'''

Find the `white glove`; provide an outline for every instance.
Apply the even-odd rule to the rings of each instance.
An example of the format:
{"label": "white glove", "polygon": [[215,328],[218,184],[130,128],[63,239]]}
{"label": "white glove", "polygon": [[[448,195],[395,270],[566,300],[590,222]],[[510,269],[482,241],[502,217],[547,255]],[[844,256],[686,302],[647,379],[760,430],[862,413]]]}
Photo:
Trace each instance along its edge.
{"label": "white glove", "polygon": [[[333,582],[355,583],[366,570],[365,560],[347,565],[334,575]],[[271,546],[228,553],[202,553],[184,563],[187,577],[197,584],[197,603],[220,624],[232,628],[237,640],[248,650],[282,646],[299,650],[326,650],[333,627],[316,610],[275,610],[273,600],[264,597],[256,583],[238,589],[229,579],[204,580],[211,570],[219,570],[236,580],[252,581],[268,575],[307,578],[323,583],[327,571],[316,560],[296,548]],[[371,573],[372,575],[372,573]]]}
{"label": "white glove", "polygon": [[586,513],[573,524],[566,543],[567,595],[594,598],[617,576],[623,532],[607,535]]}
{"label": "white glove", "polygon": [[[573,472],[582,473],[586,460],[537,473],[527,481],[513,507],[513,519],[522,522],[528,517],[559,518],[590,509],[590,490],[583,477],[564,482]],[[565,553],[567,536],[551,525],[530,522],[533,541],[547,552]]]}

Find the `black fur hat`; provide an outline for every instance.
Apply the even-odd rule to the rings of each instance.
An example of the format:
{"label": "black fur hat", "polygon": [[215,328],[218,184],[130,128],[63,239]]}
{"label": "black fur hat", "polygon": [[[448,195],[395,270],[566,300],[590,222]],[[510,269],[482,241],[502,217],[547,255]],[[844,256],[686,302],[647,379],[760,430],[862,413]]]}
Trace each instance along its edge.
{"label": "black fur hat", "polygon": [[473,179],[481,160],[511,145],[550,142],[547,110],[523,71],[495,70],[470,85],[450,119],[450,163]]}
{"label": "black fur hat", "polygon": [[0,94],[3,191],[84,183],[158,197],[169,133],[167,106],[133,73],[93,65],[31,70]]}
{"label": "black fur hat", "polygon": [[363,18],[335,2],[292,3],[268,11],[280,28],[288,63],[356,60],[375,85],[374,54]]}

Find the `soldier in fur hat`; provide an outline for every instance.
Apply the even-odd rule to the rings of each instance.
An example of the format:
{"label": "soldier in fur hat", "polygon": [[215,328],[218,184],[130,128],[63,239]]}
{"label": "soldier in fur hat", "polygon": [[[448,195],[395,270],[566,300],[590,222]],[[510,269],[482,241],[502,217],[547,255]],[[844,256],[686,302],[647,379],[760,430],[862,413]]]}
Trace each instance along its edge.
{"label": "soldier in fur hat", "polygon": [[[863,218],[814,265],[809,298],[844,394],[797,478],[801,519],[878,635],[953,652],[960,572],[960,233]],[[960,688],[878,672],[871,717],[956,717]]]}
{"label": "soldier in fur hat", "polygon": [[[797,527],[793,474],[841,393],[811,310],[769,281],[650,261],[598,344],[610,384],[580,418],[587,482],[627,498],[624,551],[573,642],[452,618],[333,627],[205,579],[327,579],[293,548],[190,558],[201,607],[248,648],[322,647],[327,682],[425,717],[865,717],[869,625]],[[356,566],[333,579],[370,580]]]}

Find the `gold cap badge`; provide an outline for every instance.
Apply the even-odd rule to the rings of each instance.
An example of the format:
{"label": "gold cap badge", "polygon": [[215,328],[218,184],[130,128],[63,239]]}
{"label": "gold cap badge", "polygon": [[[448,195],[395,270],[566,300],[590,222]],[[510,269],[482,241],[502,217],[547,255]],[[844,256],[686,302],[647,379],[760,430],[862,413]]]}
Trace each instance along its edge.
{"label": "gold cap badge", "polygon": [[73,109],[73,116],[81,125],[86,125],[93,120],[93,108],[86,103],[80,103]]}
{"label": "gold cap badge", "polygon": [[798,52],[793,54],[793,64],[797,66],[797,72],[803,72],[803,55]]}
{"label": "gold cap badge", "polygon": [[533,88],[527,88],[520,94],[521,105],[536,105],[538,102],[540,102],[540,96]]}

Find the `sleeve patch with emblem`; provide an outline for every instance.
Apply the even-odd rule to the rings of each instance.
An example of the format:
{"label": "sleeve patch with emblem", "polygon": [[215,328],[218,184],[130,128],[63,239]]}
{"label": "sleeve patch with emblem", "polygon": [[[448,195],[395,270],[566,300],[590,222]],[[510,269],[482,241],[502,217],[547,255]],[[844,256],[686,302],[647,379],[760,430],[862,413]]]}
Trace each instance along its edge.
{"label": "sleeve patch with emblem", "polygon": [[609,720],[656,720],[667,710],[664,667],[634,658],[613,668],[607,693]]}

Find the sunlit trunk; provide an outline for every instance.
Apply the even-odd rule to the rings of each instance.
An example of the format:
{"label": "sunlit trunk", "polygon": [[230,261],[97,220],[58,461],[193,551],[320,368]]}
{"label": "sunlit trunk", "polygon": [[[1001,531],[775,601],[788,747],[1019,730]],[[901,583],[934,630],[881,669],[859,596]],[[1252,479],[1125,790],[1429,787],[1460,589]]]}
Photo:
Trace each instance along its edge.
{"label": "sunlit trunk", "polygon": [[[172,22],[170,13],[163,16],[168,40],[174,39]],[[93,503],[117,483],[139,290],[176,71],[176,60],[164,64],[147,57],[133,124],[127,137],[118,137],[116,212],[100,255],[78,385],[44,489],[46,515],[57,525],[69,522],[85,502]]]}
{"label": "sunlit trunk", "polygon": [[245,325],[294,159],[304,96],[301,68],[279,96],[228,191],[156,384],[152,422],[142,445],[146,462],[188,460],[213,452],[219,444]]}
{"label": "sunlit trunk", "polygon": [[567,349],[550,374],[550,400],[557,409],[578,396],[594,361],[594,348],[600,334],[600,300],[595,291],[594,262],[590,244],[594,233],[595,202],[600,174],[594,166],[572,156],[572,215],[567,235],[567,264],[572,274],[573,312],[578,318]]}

'''

How to complete this task | Go line by line through the data and copy any that contain "every".

Result for this task |
Find the `white glove`; provide an outline for every instance.
Find the `black fur hat`; provide an outline for every instance.
Find the `soldier in fur hat`; provide an outline for every instance.
Find the `gold cap badge`; provide an outline for every instance.
Find the `sleeve patch with emblem`; provide an outline for every instance.
Find the sunlit trunk; provide an outline for every instance.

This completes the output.